**WHAT NEEDS TO BE DONE:** Select every line of the items below that contains the word "green", treating uppercase and lowercase as different, and copy those lines.

**PROVIDED MATERIAL:**
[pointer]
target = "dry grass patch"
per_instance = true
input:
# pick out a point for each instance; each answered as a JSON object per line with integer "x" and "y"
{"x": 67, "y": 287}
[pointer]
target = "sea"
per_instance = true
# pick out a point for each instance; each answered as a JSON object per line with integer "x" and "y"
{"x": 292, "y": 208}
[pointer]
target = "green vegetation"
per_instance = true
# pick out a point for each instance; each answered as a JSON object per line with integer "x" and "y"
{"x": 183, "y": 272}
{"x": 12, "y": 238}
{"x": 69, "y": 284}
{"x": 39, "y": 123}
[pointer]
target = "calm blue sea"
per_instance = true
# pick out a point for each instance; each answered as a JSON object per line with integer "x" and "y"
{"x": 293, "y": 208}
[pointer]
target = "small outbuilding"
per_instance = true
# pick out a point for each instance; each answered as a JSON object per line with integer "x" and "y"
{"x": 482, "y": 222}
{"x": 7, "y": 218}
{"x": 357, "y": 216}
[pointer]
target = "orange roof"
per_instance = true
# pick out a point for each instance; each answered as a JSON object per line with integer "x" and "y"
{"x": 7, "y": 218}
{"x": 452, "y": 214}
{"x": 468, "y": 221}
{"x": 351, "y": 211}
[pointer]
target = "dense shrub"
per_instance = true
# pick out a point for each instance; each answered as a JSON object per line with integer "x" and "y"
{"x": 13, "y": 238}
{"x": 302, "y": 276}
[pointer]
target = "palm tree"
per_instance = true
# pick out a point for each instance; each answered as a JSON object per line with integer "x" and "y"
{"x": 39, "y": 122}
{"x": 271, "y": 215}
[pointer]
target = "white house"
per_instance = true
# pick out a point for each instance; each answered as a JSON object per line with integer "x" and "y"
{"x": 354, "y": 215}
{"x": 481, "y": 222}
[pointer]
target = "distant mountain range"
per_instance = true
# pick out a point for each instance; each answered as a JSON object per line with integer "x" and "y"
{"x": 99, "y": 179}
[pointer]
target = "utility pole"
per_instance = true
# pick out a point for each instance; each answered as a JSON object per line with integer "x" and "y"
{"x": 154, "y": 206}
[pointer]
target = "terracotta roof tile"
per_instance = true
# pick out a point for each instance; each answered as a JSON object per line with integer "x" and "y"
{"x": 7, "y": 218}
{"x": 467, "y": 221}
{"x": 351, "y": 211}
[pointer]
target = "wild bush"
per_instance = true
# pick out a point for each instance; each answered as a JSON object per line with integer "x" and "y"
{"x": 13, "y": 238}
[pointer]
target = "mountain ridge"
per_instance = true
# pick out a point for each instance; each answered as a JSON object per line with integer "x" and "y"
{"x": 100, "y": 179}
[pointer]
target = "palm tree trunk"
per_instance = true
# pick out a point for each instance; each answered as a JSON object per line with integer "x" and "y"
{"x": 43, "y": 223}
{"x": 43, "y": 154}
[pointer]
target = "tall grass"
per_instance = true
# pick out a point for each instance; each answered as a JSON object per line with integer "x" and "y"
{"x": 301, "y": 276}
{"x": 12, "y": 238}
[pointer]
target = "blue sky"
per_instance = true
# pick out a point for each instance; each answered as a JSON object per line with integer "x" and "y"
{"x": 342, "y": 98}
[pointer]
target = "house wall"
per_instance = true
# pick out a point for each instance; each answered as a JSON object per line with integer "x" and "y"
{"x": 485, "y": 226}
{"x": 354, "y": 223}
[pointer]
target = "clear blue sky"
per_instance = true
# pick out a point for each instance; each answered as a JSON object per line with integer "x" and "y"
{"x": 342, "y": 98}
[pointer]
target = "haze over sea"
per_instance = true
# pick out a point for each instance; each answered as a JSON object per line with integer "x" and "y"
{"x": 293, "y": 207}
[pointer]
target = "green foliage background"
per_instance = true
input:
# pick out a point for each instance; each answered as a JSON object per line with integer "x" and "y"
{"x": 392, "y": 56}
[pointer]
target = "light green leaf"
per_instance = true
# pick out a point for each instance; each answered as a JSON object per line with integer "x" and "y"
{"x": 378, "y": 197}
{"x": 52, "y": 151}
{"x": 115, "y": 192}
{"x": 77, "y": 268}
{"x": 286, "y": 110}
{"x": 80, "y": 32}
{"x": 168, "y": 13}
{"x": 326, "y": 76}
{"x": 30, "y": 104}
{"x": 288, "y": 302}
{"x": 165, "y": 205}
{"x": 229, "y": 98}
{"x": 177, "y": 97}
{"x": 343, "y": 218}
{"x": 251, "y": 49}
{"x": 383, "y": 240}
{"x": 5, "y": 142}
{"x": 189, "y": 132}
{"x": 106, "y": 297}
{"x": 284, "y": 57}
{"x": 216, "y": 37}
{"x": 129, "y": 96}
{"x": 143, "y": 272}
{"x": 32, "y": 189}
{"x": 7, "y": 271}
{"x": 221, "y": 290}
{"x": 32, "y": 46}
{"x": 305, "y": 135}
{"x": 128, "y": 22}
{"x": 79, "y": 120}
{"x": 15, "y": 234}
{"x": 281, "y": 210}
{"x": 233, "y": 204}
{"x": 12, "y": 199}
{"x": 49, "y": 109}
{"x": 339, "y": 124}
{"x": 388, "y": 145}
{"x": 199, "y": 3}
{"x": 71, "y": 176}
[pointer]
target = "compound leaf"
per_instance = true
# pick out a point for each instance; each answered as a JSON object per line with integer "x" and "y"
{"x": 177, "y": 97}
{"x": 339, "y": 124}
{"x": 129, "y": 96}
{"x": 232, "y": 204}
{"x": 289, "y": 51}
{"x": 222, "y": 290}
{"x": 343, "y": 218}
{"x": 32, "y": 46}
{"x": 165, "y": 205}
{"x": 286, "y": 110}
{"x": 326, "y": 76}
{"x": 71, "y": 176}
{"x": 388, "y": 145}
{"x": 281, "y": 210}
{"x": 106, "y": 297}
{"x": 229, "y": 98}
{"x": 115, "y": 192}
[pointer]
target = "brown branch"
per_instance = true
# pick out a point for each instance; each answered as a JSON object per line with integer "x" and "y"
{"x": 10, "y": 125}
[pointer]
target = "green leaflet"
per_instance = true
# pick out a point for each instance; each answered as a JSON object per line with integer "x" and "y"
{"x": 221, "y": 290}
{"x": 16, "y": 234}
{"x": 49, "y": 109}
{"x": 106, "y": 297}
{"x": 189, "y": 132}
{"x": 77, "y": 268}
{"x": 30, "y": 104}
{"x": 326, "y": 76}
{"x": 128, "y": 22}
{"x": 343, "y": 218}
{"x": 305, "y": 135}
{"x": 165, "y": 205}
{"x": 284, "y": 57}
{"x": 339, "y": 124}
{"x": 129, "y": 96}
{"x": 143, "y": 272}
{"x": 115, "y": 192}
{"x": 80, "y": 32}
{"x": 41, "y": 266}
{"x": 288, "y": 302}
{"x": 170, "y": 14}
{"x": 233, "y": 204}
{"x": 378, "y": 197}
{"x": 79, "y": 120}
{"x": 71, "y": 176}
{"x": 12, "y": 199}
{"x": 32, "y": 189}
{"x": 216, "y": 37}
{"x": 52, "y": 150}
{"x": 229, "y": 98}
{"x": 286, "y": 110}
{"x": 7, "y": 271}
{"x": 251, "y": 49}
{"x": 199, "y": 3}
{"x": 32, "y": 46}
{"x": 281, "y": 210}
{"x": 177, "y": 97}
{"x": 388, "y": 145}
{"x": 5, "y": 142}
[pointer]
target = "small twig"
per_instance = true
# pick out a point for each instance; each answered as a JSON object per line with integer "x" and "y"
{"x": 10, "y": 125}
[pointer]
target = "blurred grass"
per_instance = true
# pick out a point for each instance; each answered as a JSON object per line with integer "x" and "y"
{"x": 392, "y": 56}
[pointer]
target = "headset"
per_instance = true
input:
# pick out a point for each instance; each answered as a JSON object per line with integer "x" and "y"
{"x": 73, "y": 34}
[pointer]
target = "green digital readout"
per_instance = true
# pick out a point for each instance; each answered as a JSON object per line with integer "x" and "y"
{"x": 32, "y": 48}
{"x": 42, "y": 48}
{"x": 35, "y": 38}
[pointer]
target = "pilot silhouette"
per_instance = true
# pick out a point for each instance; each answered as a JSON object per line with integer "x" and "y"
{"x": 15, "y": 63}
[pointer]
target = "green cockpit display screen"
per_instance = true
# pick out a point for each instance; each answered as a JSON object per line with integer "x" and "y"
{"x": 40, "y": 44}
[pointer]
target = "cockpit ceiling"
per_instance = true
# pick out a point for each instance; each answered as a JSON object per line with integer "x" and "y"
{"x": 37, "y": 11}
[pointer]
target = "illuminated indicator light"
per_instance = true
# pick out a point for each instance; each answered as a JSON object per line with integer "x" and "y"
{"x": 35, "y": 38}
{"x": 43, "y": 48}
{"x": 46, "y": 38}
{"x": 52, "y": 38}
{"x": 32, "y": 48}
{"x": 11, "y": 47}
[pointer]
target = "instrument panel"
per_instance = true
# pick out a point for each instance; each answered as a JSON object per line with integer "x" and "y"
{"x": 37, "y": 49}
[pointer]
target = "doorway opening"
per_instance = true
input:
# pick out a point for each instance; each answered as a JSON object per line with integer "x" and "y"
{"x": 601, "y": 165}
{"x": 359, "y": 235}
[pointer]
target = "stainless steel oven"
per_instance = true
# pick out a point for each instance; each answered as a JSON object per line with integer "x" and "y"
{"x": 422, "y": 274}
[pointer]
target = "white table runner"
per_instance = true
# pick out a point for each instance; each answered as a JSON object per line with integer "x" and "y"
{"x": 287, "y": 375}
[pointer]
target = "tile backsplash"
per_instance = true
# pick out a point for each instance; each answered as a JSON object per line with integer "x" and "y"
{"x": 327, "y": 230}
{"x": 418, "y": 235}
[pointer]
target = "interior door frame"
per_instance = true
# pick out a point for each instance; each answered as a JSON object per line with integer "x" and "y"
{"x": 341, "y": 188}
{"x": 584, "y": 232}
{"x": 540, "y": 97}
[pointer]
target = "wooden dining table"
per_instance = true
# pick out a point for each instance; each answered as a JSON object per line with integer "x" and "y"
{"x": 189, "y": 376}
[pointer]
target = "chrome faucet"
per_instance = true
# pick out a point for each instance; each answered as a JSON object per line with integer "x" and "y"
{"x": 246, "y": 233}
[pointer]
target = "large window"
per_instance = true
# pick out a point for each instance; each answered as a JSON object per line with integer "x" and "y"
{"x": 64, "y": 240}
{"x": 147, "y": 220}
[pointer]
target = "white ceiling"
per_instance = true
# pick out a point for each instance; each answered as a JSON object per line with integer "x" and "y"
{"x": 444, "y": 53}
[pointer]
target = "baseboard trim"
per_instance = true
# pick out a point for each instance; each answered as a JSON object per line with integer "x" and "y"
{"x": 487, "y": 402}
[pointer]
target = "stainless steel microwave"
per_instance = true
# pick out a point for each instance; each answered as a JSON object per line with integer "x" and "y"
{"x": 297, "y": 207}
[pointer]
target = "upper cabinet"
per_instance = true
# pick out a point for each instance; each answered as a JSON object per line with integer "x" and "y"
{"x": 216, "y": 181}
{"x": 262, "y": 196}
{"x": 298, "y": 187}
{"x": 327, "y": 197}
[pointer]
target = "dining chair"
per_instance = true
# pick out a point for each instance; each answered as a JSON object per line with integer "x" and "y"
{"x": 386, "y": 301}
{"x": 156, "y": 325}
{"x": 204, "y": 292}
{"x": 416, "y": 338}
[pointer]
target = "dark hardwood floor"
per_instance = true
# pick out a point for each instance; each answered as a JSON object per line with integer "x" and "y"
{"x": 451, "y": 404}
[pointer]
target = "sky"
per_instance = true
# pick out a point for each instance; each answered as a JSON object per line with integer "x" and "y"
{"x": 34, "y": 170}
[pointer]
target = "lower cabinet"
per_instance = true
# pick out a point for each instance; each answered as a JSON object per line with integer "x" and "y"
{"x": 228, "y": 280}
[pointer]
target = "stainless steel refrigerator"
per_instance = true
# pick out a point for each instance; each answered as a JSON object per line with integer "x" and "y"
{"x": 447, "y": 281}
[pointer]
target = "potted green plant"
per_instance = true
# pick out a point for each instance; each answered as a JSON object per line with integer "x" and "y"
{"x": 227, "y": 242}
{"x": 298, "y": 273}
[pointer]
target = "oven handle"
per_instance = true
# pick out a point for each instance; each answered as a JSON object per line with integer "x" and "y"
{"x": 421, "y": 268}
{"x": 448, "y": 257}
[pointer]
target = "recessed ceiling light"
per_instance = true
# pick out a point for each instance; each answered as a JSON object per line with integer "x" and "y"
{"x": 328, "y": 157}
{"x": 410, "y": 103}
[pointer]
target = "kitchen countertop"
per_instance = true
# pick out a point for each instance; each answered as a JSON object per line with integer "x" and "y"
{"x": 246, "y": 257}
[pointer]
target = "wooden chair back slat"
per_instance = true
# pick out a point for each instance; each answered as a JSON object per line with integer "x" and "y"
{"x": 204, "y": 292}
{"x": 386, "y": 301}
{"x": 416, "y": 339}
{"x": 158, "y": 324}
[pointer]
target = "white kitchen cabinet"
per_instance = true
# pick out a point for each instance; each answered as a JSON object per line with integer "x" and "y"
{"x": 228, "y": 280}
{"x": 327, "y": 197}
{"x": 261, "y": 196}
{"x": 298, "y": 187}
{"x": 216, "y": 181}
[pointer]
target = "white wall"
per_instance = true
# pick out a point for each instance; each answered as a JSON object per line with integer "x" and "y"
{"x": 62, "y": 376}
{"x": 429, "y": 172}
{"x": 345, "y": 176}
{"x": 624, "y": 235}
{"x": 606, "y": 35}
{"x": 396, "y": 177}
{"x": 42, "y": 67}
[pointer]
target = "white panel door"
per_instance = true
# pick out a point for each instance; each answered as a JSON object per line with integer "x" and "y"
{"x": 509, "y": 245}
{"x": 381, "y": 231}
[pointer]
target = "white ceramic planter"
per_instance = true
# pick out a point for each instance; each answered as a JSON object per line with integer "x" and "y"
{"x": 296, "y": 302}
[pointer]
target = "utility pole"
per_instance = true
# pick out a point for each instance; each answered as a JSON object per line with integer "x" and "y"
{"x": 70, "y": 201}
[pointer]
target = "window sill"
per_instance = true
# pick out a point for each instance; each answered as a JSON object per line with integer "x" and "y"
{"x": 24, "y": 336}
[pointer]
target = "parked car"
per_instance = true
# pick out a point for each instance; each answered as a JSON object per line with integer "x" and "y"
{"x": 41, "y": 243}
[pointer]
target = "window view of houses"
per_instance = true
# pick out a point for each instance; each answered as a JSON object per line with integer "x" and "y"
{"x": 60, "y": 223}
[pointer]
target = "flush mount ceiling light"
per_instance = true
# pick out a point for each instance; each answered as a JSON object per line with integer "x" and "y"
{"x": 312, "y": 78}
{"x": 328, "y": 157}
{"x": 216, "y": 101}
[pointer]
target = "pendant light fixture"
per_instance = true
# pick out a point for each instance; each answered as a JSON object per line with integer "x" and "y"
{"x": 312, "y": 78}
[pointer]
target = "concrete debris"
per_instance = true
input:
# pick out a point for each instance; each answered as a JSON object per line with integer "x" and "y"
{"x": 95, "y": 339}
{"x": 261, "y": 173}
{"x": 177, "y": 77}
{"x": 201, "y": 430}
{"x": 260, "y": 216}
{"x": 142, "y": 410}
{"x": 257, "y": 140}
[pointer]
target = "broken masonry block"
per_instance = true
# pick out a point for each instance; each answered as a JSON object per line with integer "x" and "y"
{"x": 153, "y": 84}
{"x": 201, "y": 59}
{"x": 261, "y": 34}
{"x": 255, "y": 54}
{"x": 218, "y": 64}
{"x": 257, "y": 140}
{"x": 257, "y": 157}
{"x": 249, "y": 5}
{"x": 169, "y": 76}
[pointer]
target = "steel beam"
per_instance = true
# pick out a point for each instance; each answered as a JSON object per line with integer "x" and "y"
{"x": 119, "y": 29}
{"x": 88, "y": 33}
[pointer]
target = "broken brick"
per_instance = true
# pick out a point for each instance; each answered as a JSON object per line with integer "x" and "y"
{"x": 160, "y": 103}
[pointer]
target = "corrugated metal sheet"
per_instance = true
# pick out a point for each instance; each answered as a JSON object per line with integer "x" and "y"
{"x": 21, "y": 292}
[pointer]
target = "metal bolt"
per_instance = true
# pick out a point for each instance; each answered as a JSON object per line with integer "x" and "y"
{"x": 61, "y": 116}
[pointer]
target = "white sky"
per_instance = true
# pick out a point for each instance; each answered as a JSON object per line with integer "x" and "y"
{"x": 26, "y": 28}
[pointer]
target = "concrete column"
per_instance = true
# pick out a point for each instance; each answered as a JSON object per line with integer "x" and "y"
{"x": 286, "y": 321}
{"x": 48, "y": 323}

**TASK OUTPUT:**
target = "green vegetation"
target = "green foliage background"
target = "light green leaf"
target = "green leaflet"
target = "green digital readout"
target = "green cockpit display screen"
target = "potted green plant"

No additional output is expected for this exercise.